Trecho para leitura →
§

Caro Diário
O silêncio é um espaço que faz surgir um sentido a saber: na pausa, no intervalo, nas reticências. Silêncio sentido que se revela e diz respeito a um contexto que atualiza a história anunciada, um discurso do inconsciente.
Quando não sabemos expressar com palavras, e o que sentimos é intraduzível, o silêncio é um meio potente para adentrar o desconhecido que saboreia e dá espaço ao nosso “eu” de maneira profunda, incerta, que nos coloca diante da impotência de nossa própria sobrevivência.
O silêncio na sessão de análise é pedra angular, às vezes visto com dificuldade, mas altamente significativo à medida que criamos espaço para deixar vir o que até então não encontrou espaço e quem sabe a palavra, que corresponde a uma reflexão e a um turbilhão de pensamentos que pulsam dentro.
Aquilo que fala através do silêncio vem desta experiência, e irá sobreviver à medida que pudermos nos escutar, experenciando e dando voz aos nossos silêncios internos.

§

Material apresentado →
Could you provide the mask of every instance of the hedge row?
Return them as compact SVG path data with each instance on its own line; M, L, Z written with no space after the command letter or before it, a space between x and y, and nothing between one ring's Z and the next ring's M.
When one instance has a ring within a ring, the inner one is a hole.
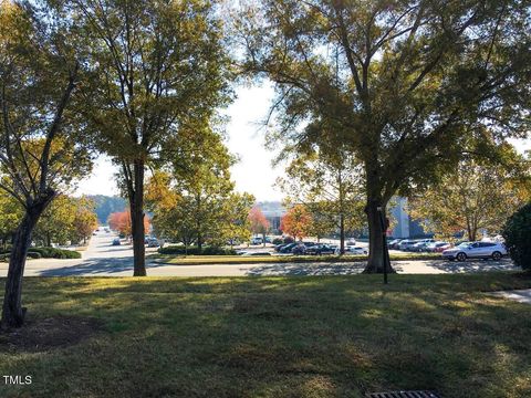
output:
M0 253L0 261L8 261L10 252ZM81 259L81 253L58 248L30 248L29 259Z
M183 245L169 245L158 249L160 254L187 254L187 255L236 255L232 249L223 249L216 247L205 247L199 250L198 247L189 247L185 249Z

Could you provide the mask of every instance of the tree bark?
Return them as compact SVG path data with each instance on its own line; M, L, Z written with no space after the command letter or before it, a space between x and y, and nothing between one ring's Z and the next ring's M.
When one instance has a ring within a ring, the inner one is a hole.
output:
M144 161L133 164L134 189L129 192L131 230L133 235L133 276L146 276L146 245L144 230Z
M385 218L385 205L378 200L368 200L365 207L368 222L368 262L363 271L364 273L383 273L384 272L384 241L385 231L382 229L378 208L382 208ZM395 272L391 264L387 268L388 273Z
M28 249L31 245L31 235L39 218L54 197L55 192L50 190L39 200L29 203L25 214L14 232L0 322L2 328L20 327L24 324L25 307L22 307L21 298Z
M202 237L200 233L197 234L197 250L199 251L199 253L202 250Z

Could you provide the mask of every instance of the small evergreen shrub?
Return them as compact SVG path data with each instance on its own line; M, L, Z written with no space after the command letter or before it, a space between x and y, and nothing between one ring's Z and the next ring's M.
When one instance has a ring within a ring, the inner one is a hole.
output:
M531 202L507 220L501 234L514 264L531 270Z

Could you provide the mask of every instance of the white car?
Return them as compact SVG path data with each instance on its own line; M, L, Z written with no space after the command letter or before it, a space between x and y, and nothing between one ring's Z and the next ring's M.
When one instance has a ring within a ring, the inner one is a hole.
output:
M262 244L263 243L263 239L261 237L254 237L251 239L251 244L256 245L256 244Z
M503 255L507 255L507 249L503 243L498 242L469 242L442 252L442 256L450 261L465 261L467 259L500 260Z
M340 254L340 249L335 249L335 254ZM346 247L345 248L345 254L368 254L368 249L367 248L362 248L362 247Z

§

Ações a realizar →
a) No texto sobre o silêncio, o que o silêncio é na sessão de análise?
b) Continue, por favor, o texto sobre o silêncio a partir da última frase.

Resultados do exercício →
a) É pedra angular.

b)
Silêncio crônico, efêmero, de resistência, abertura, que dentre as manifestações humanas continuam a ser aquele que de maneira pura exprime, e assusta porque dá vazão a uma escuta que nem mesmo nós podemos dizer de onde vem, ainda é desconhecido.
E como diz a afirmação lacaniana: “O inconsciente é estruturado como uma linguagem e não significa em absoluto que seja feito de palavras ou sons. Não é uma língua, ainda que nasça por meio dela. Ele toma todo o valor de silêncio e não é simplesmente negativo, mas vale como além da palavra.
O silêncio representa uma ausência de verbalização, contudo, paradoxalmente, carregado de presença e significado que tem muito a dizer, e oferece uma rica trama que está à espera para ser desvendado.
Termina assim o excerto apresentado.